Free-text object descriptions:
- - -

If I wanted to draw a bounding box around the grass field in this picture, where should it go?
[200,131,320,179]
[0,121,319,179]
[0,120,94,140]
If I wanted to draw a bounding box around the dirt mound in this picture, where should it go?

- - -

> **YOUR ASSIGNMENT**: Repeat the whole of the data verbatim, as it reads above.

> **WRITTEN RESPONSE**:
If I wanted to draw a bounding box around the grass field in this picture, where should it go?
[200,131,320,179]
[0,121,319,179]
[0,120,94,140]
If I wanted to draw a bounding box around the dirt mound in this picture, where should it go?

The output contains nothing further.